━━━ PASSAGE PROVIDED

No. 26495-1-II.The Court of Appeals of Washington, Division Two.
Filed: April 19, 2002. DO NOT CITE. SEE RAP 10.4(h). UNPUBLISHED OPINION.
Appeal from Superior Court of Thurston County, No. 97-2-01535-6, Hon. Wm. T. McPhee, September 22, 2000, Judgment or order under review.
Counsel for Appellant(s), Garth L. Jones, Stritmatter Kessler Whelan Withey Coluccio, 413 8th St, Hoquiam, WA 98550.
Keith L. Kessler, Stritmatter Kessler Whelan Withey Coluccio, 413 8th St, Hoquiam, WA 98550.
Ray W. Kahler, Stritmatter Kessler Whelan Withey Coluccio, 413 8th St, Hoquiam, WA 98550.
Counsel for Respondent(s), David T. Wendel, Asst. Atty. General, P.O. Box 40126, Olympia, WA 98504-0126.
ELAINE M. HOUGHTON, J.
Marjorie Upham[*] appeals from the trial court’s dismissal of her negligence claims against the State. She argues that the trial court inappropriately decided factual issues on summary judgment and erred in excluding evidence. We affirm.
FACTS
On the morning of January 23, 1997, Upham drove eastbound on State Route (SR) 101 between Port Angeles and Sequim. At approximately 6:45 a.m., she encountered ice on the roadway near milepost 256, an area known as Siebert Creek. She lost control of her car, ran up the embankment, rolled over, and crashed. She sustained serious injuries and sued the State, alleging its negligence in failing to eliminate the icy and hazardous road condition. The State moved for partial summary judgment, seeking to dismiss three of Upham’s four allegations of negligence. In support of its motion, the State offered an excerpt from the deposition of Jolly Bittick, a Department of Transportation (DOT) employee on duty the morning of the accident. Bittick testified that the DOT had its road maintenance crew patrolling state highways to look for unsafe road conditions, that he had driven through the accident location earlier and did not see any ice on the roadway, and that the temperature that morning did not drop below 35 degrees on the truck’s thermometer.

━━━━━━
━━━ DATA RECORDS

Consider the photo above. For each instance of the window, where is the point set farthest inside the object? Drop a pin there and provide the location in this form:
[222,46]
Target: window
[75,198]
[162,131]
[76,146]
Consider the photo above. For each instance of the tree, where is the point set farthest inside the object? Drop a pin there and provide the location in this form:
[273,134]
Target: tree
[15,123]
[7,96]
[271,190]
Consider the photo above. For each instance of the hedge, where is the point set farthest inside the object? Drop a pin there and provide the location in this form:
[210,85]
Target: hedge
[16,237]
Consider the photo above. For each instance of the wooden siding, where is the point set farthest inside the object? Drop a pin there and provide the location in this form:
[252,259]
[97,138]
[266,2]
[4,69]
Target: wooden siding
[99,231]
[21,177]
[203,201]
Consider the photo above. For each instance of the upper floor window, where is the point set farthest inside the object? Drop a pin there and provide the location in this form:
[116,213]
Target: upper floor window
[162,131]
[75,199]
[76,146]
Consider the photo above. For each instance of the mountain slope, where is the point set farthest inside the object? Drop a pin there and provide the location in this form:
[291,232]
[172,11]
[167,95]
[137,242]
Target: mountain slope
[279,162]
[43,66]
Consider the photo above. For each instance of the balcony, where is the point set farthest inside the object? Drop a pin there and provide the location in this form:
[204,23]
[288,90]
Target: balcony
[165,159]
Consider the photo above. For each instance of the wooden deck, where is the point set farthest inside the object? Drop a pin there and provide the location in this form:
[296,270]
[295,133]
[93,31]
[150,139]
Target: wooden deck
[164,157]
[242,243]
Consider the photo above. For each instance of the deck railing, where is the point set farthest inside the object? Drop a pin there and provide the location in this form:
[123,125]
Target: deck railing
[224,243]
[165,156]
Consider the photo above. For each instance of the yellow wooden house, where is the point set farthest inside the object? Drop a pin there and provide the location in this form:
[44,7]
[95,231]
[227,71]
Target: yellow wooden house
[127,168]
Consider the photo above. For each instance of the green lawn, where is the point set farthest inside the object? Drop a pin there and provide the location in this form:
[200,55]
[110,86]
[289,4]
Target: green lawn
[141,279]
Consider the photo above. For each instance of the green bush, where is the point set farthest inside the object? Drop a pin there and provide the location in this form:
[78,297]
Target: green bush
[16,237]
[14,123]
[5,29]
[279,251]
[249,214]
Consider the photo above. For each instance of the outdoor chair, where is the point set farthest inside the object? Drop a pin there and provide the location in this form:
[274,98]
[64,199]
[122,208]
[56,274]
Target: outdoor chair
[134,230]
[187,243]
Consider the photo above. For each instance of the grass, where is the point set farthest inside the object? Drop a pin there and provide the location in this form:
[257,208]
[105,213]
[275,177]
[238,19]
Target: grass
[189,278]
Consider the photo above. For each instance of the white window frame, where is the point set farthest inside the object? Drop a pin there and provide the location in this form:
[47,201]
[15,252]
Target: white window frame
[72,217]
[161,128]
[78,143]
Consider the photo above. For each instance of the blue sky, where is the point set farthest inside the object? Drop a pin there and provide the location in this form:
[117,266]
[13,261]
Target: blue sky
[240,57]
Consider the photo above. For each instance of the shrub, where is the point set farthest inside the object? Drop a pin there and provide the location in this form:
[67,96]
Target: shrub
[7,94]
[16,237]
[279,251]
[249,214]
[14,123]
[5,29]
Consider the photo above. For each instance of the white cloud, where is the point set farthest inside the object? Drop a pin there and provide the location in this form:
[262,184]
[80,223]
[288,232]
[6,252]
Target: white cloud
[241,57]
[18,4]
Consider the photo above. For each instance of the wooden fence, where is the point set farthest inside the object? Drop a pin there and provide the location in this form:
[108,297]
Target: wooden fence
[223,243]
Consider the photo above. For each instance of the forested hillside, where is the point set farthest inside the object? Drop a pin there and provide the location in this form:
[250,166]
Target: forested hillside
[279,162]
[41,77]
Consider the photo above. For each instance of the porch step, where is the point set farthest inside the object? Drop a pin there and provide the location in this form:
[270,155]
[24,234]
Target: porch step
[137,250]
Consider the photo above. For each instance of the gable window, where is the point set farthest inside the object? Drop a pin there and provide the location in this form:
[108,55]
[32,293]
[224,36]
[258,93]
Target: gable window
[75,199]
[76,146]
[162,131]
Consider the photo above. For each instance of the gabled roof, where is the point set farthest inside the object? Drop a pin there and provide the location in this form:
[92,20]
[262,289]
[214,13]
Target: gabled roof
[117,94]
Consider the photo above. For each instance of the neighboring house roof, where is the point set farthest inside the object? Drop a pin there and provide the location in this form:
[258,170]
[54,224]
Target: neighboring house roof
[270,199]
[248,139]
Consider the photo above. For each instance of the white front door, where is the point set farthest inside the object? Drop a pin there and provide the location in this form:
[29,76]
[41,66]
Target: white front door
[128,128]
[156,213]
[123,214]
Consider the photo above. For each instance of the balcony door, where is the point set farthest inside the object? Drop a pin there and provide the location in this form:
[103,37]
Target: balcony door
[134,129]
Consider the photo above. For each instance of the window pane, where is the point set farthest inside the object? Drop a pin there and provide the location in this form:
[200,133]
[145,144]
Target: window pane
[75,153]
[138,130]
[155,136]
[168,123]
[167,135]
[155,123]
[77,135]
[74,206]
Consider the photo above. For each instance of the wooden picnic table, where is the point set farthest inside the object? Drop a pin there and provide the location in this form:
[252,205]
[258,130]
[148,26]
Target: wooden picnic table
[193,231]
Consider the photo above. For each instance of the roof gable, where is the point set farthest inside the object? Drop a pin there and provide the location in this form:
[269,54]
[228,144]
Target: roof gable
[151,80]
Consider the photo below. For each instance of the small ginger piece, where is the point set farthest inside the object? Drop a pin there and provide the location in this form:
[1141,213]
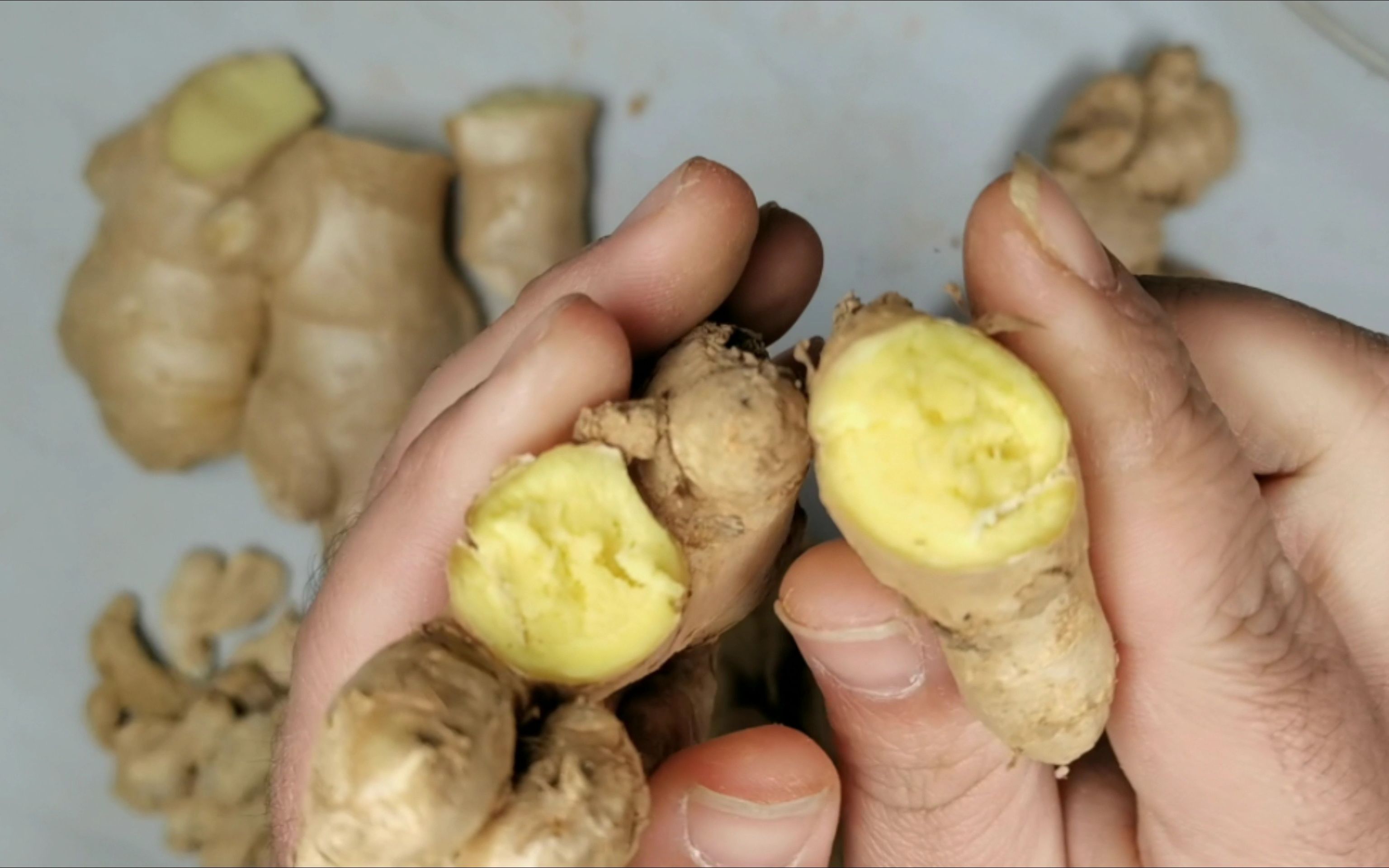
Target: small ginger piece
[157,760]
[139,684]
[249,687]
[581,802]
[210,596]
[524,160]
[1133,148]
[238,769]
[273,651]
[948,466]
[348,239]
[165,334]
[104,714]
[416,756]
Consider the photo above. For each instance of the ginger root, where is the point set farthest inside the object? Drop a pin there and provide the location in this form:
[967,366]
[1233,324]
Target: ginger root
[265,287]
[132,679]
[949,468]
[584,570]
[1133,148]
[165,334]
[524,159]
[363,306]
[273,651]
[199,752]
[210,596]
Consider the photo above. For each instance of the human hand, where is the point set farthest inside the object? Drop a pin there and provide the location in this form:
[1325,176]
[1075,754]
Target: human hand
[696,246]
[1235,449]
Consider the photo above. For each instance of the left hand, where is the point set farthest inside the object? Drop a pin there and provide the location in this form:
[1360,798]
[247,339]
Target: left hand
[696,246]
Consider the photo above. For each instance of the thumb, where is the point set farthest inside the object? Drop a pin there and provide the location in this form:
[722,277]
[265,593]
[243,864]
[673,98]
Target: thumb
[1224,651]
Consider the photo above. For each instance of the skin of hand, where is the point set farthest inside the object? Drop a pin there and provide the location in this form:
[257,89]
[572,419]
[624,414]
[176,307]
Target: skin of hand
[1233,446]
[696,246]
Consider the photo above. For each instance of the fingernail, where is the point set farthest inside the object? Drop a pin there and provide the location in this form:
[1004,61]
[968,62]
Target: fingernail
[666,192]
[885,660]
[535,334]
[1058,224]
[727,831]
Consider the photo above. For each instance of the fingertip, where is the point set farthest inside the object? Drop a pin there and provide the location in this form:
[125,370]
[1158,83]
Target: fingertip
[765,796]
[766,764]
[781,275]
[830,588]
[674,264]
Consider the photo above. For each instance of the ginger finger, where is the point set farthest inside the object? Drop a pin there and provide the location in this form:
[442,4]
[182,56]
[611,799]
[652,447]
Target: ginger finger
[948,466]
[525,179]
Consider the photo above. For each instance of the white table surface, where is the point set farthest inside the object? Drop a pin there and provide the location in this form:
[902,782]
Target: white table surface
[880,123]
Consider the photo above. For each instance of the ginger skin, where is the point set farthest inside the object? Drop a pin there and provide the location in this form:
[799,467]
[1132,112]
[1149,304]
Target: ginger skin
[210,596]
[674,507]
[1133,148]
[165,334]
[525,181]
[363,306]
[949,468]
[196,750]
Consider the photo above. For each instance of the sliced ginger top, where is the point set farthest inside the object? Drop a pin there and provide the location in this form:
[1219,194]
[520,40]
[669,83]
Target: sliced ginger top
[567,576]
[944,446]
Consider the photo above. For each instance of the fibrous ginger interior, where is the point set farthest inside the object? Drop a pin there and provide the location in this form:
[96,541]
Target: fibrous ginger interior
[566,574]
[944,446]
[234,113]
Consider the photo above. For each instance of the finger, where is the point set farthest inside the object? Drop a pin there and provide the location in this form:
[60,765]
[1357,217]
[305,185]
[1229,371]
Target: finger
[1101,813]
[781,275]
[1308,396]
[1224,651]
[765,796]
[389,574]
[669,266]
[1255,350]
[924,783]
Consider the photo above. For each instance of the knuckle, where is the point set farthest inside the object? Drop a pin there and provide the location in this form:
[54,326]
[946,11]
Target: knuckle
[930,774]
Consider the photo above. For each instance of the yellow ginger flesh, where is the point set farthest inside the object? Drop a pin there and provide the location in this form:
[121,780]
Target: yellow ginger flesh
[232,113]
[566,574]
[944,446]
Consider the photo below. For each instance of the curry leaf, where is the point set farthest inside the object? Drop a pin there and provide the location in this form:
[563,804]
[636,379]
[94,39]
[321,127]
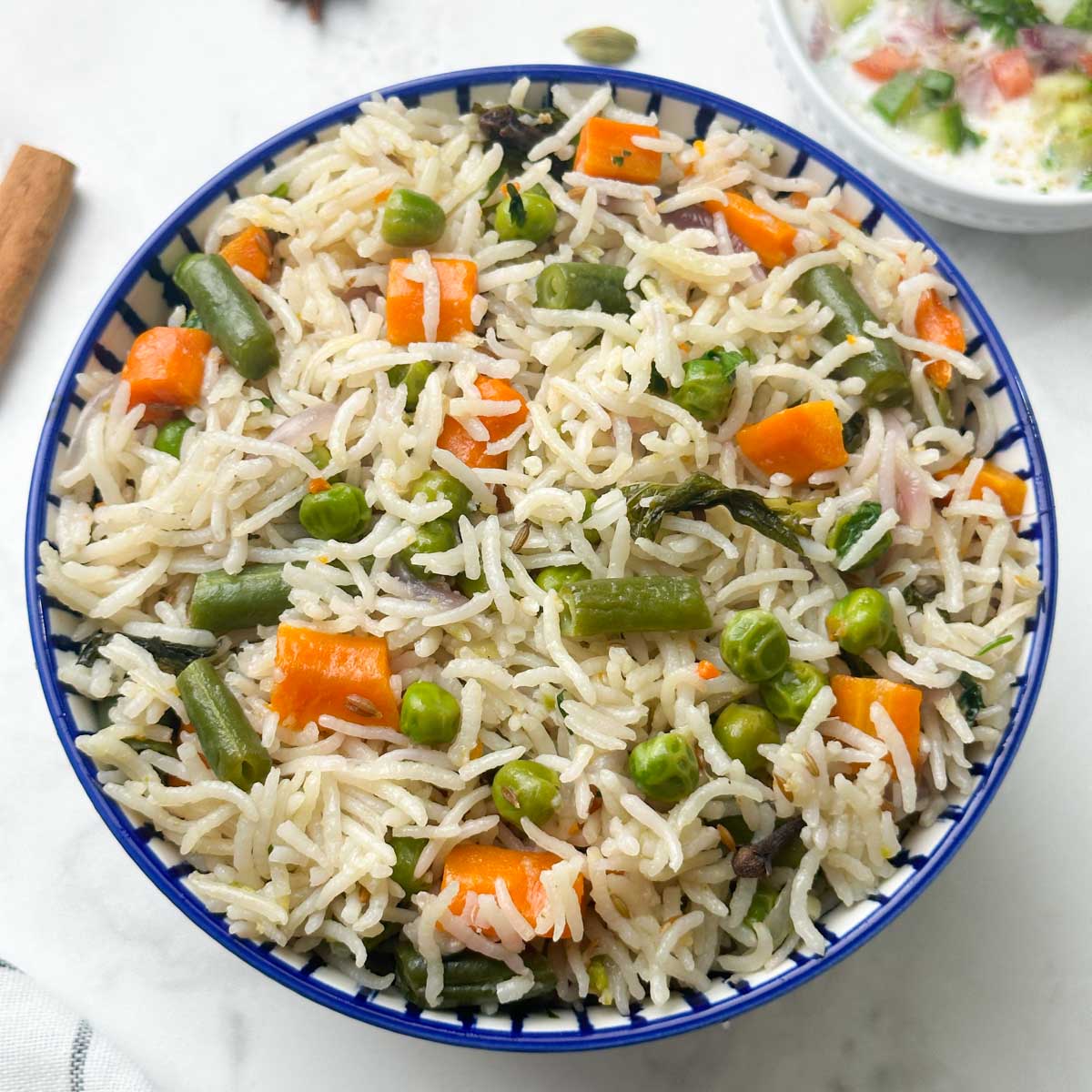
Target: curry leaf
[971,702]
[170,656]
[1004,17]
[647,503]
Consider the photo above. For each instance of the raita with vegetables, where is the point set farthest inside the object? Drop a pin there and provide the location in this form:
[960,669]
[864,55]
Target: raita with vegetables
[544,561]
[987,92]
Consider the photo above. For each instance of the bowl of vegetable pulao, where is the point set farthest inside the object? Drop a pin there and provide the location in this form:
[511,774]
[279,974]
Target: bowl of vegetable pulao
[541,558]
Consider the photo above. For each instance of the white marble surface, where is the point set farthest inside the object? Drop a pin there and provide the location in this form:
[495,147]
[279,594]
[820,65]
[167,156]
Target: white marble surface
[986,983]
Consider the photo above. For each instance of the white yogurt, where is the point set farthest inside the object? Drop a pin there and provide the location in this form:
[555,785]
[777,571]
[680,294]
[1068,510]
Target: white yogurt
[1015,146]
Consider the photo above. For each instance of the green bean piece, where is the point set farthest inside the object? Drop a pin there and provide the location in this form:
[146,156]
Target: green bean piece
[229,314]
[753,645]
[407,854]
[440,485]
[432,538]
[741,729]
[339,513]
[882,369]
[256,596]
[763,902]
[847,529]
[599,980]
[789,694]
[430,715]
[320,456]
[664,768]
[169,438]
[233,748]
[633,605]
[412,219]
[528,216]
[708,383]
[472,588]
[861,621]
[577,287]
[590,533]
[555,578]
[470,981]
[413,377]
[525,790]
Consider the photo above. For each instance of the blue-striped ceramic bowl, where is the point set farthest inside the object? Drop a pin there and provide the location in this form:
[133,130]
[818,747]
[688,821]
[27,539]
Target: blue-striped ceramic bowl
[142,296]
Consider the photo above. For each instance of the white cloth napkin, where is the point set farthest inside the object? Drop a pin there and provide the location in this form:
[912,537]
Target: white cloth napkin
[44,1047]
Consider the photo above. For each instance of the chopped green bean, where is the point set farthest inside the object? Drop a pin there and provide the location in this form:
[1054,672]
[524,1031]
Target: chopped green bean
[229,314]
[256,596]
[577,287]
[882,367]
[229,743]
[633,605]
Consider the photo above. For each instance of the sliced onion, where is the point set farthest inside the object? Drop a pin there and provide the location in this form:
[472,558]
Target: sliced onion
[689,217]
[1057,45]
[913,500]
[438,593]
[300,426]
[80,432]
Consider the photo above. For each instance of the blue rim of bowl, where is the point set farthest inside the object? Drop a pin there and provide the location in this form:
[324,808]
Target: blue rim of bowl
[359,1006]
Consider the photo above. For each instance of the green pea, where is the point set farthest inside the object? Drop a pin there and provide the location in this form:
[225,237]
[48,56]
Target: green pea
[412,219]
[407,853]
[555,578]
[169,440]
[528,216]
[707,387]
[339,512]
[525,790]
[741,729]
[789,693]
[430,714]
[436,536]
[851,527]
[590,533]
[763,902]
[665,768]
[440,485]
[413,377]
[861,621]
[753,645]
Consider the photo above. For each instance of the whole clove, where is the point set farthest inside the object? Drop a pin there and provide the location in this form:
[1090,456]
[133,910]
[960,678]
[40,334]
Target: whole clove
[756,861]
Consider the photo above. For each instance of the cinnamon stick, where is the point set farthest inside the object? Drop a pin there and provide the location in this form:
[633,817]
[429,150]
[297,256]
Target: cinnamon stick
[34,197]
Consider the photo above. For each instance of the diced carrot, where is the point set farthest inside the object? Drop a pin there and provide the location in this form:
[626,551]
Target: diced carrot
[405,300]
[1011,490]
[937,322]
[797,441]
[478,868]
[1011,72]
[606,150]
[853,703]
[165,367]
[342,675]
[885,63]
[250,250]
[454,438]
[773,239]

━━━━━━

From the court opinion above, write out word for word the part starting with "Counsel for Appellant(s), Garth" and going on through "M. HOUGHTON, J.".

▶ EXERCISE OUTPUT
Counsel for Appellant(s), Garth L. Jones, Stritmatter Kessler Whelan Withey Coluccio, 413 8th St, Hoquiam, WA 98550.
Keith L. Kessler, Stritmatter Kessler Whelan Withey Coluccio, 413 8th St, Hoquiam, WA 98550.
Ray W. Kahler, Stritmatter Kessler Whelan Withey Coluccio, 413 8th St, Hoquiam, WA 98550.
Counsel for Respondent(s), David T. Wendel, Asst. Atty. General, P.O. Box 40126, Olympia, WA 98504-0126.
ELAINE M. HOUGHTON, J.